── Kutipan yang Diberikan

Kompetisi kasta tertinggi sepak bola Indonesia Liga 1 kembali bergulir setelah jeda PPKM Nataru. Memasuki pekan ke-18 Persiraja Banda Aceh semakin terpuruk di dasar klasemen.
Persiraja yang babak belur di putaran pertama melakukan bongkar pasang pemain dengan harapan lolos dari jurang degradasi. Namun nahas, Persiraja yang bersua PSS Sleman Jumat, 7 Januari 2022 kemarin dihajar 1-4. Jika ditilik ke belakang, Persiraja sejak awal kompetisi memang sarat akan kontroversi. Apa saja kontroversinya? Yuk kita bahas satu per satu:
#1 Lisensi pelatih
Pada awal kompetisi Persiraja mendapaktkan keringanan lisensi pelatih. Kok bisa? Dalam peraturan tertulis, tim-tim Liga 1 harus dinahkodai pelatih berlisensi AFC Pro atau yang setara. Sedangkan Persiraja mendaftarkan Hendri Susilo yang mengantongi lisensi A AFC.
Yang lebih tidak masuk akal adalah federasi memberikan keistimewaan untuk Persiraja menggunakan pelatih dengan lisensi yang tidak semestinya. Dalihnya, kursus kepelatihan lisensi AFC Pro ditiadakan karena sedang pandemi.
Hadeh, gimana mau maju kalo yang bikin peraturan malah melanggar sendiri.
#2 Kopi plastik
Persiraja juga sempat kena cibiran dari netizen setelah video pemainnya minum kopi dengan gelas plastik viral di medsos. Dalam video tersebut, juga terlihat pemain asing klub tersebut garuk-garuk kaki. Hal itu wajar, sebab, lapangan tempat Persiraja berlatih terletak di samping kebun dan kandang kambing.

────

▸ **Ringkasan Tugas 1**: Menurut kutipan tentang Persiraja, lisensi pelatih apa yang dimiliki Hendri Susilo?
▸ **Ringkasan Tugas 2**: Tuliskan kembali bagian kutipan tentang Persiraja mulai dari "Yang lebih tidak" sampai dengan "malah melanggar sendiri.".

── Data yang Disediakan

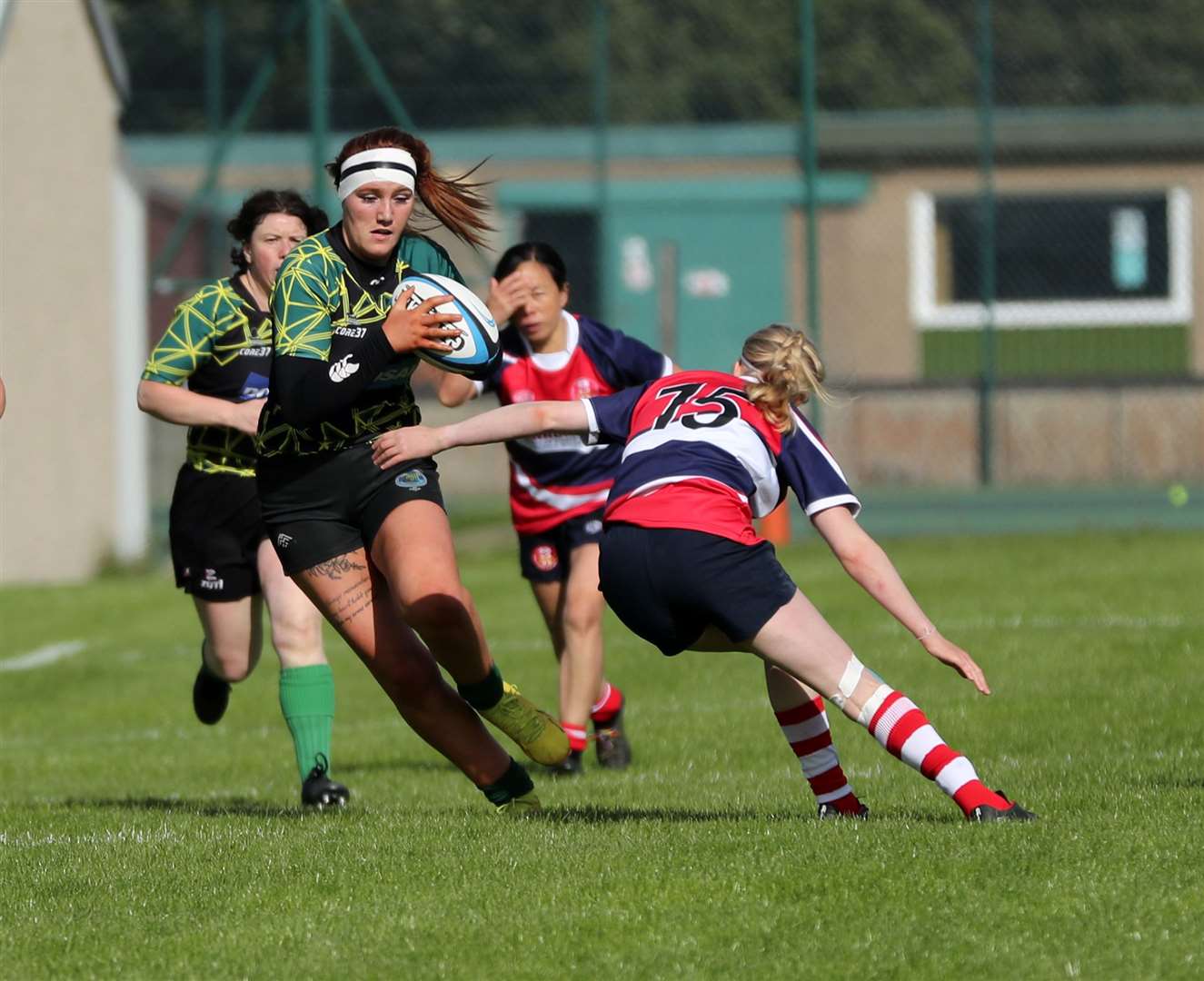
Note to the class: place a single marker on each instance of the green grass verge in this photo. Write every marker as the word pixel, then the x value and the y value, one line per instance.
pixel 136 843
pixel 1060 352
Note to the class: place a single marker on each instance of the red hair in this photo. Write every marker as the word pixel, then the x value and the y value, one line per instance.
pixel 455 203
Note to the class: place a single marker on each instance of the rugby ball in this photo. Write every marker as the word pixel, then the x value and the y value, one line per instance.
pixel 474 352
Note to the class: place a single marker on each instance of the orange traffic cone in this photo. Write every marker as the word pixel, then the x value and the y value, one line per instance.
pixel 775 525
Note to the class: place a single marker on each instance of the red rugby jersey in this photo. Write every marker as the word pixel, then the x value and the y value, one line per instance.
pixel 697 454
pixel 558 477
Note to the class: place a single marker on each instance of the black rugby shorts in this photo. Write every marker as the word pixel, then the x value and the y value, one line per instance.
pixel 214 528
pixel 319 506
pixel 544 556
pixel 669 585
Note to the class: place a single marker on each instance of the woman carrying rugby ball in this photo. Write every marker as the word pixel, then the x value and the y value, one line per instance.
pixel 704 452
pixel 559 484
pixel 370 547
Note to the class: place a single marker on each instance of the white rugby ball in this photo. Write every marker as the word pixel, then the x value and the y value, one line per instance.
pixel 474 352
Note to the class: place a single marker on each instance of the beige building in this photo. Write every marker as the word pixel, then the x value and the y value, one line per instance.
pixel 73 288
pixel 1099 319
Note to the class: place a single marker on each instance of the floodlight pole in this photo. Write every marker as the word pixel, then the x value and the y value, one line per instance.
pixel 601 146
pixel 986 243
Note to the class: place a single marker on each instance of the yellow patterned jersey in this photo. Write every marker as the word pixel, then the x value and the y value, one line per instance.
pixel 335 380
pixel 221 344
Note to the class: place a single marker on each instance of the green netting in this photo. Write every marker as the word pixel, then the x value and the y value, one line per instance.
pixel 1060 352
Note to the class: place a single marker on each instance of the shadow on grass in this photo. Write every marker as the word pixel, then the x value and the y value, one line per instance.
pixel 593 814
pixel 395 766
pixel 228 807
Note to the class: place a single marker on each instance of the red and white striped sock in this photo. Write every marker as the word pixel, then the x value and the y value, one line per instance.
pixel 906 732
pixel 608 706
pixel 806 728
pixel 577 737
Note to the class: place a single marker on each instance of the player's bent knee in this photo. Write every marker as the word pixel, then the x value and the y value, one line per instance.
pixel 437 613
pixel 582 619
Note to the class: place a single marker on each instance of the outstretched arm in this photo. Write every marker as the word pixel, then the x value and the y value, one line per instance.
pixel 495 426
pixel 189 408
pixel 873 570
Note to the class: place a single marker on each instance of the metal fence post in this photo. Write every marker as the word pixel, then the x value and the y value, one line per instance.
pixel 811 173
pixel 986 243
pixel 319 96
pixel 214 84
pixel 601 148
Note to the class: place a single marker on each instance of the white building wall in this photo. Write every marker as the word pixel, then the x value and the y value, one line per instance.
pixel 58 159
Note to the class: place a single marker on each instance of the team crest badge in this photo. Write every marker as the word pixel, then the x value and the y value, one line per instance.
pixel 411 481
pixel 544 558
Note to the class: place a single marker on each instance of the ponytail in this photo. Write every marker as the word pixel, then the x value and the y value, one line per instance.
pixel 455 203
pixel 788 370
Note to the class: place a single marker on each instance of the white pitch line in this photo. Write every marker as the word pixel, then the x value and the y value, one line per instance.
pixel 44 656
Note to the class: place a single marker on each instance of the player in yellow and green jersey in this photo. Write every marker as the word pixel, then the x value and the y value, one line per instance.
pixel 371 547
pixel 210 372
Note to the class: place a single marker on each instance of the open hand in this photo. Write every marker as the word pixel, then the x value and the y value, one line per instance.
pixel 948 652
pixel 507 296
pixel 407 443
pixel 412 329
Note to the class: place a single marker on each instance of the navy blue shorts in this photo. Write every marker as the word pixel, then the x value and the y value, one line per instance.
pixel 544 556
pixel 669 585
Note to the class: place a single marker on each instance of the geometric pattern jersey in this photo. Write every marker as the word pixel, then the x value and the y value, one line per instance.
pixel 221 344
pixel 325 303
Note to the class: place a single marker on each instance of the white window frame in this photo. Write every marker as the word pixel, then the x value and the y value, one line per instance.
pixel 930 314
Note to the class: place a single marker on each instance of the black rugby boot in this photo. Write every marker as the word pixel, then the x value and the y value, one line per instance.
pixel 984 814
pixel 319 791
pixel 612 745
pixel 211 695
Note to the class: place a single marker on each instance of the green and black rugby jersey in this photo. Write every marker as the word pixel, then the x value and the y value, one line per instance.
pixel 335 380
pixel 221 344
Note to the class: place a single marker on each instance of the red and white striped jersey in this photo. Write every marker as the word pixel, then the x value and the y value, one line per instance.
pixel 700 455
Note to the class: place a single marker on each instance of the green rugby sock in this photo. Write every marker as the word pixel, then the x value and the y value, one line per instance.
pixel 514 783
pixel 307 702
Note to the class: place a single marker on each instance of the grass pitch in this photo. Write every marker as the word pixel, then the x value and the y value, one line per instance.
pixel 136 843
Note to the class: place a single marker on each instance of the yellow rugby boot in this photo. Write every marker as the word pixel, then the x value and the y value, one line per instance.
pixel 521 807
pixel 536 732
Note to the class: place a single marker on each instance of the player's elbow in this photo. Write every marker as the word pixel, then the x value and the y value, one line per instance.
pixel 145 396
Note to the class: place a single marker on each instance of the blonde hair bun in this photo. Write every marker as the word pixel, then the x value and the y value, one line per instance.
pixel 789 372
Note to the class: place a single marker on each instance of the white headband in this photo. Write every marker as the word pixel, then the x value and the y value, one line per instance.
pixel 383 164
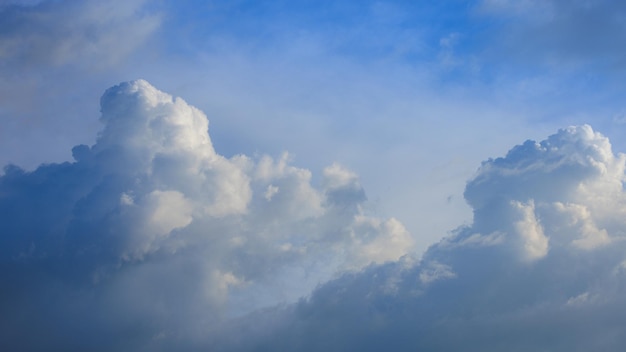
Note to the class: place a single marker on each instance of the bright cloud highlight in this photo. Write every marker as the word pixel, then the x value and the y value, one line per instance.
pixel 152 240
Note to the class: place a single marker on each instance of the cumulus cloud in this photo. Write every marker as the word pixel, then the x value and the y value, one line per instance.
pixel 540 268
pixel 561 32
pixel 150 237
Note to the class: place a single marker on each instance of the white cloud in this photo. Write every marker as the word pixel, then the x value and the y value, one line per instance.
pixel 534 271
pixel 151 224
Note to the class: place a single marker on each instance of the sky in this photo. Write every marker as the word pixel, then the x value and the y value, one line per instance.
pixel 312 175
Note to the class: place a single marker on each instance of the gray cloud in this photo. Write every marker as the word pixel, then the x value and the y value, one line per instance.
pixel 540 268
pixel 150 236
pixel 561 33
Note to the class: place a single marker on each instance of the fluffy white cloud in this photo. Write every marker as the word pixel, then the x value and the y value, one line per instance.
pixel 149 237
pixel 151 240
pixel 540 268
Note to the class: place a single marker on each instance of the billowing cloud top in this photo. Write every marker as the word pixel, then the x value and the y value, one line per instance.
pixel 151 240
pixel 151 234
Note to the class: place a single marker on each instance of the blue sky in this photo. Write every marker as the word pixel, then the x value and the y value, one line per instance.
pixel 393 109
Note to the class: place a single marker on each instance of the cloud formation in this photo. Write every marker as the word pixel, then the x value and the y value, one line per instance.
pixel 150 236
pixel 152 240
pixel 540 268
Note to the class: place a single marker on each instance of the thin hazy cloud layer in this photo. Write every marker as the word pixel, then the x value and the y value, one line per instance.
pixel 542 267
pixel 150 235
pixel 152 240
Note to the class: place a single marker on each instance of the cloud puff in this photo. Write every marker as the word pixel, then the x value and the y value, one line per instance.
pixel 150 236
pixel 559 33
pixel 540 268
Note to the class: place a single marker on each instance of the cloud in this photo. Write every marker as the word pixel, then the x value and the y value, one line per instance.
pixel 540 268
pixel 561 33
pixel 91 33
pixel 150 237
pixel 152 240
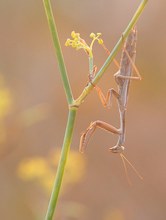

────

▸ **Keluaran yang Diharapkan 1**: Lisensi A AFC.

▸ **Keluaran yang Diharapkan 2**:
Yang lebih tidak masuk akal adalah federasi memberikan keistimewaan untuk Persiraja menggunakan pelatih dengan lisensi yang tidak semestinya. Dalihnya, kursus kepelatihan lisensi AFC Pro ditiadakan karena sedang pandemi.
Hadeh, gimana mau maju kalo yang bikin peraturan malah melanggar sendiri.